• _Stated task_:
Copy every line of the records below character for character, leaving out the pictures.

• _Data for this task_:
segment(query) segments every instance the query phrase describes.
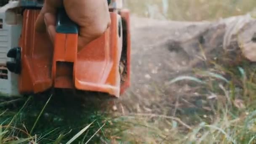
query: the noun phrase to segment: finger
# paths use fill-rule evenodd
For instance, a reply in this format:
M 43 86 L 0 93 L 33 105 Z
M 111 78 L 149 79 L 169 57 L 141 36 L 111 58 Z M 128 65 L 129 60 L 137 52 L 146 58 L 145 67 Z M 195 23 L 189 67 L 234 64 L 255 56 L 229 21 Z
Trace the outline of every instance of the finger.
M 64 0 L 64 4 L 70 19 L 80 27 L 79 49 L 102 35 L 110 25 L 106 0 Z
M 46 29 L 44 21 L 45 13 L 50 13 L 55 15 L 57 8 L 61 7 L 63 3 L 61 0 L 45 0 L 35 22 L 36 30 L 39 32 L 45 32 Z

• _Answer to this exercise_:
segment(query) segments every instance the query phrase describes.
query: the noun phrase to segment: finger
# paths use fill-rule evenodd
For instance, a reply in this format:
M 43 86 L 0 93 L 33 105 Z
M 111 78 L 149 79 L 169 57 L 141 36 L 111 58 Z M 128 65 L 129 60 L 137 52 L 146 58 L 145 67 Z M 195 23 L 189 67 L 234 64 L 255 56 L 229 21 Z
Trace the outline of every instance of the finger.
M 64 0 L 64 4 L 70 19 L 80 27 L 79 49 L 102 35 L 110 25 L 106 0 Z
M 46 29 L 44 21 L 45 13 L 50 13 L 55 15 L 57 8 L 61 7 L 63 3 L 61 0 L 45 0 L 35 22 L 36 30 L 39 32 L 45 32 Z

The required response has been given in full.